**WORK TO BE COMPLETED:** Below are some records; print every one of them exactly.

**TASK INPUTS:**
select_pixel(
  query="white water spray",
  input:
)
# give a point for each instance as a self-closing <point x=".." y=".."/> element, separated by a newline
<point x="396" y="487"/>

**ANSWER FOR THE TASK:**
select_pixel(
  query="white water spray",
  input:
)
# give a point for each instance as a self-closing <point x=".." y=".."/> element, separated by a newline
<point x="396" y="487"/>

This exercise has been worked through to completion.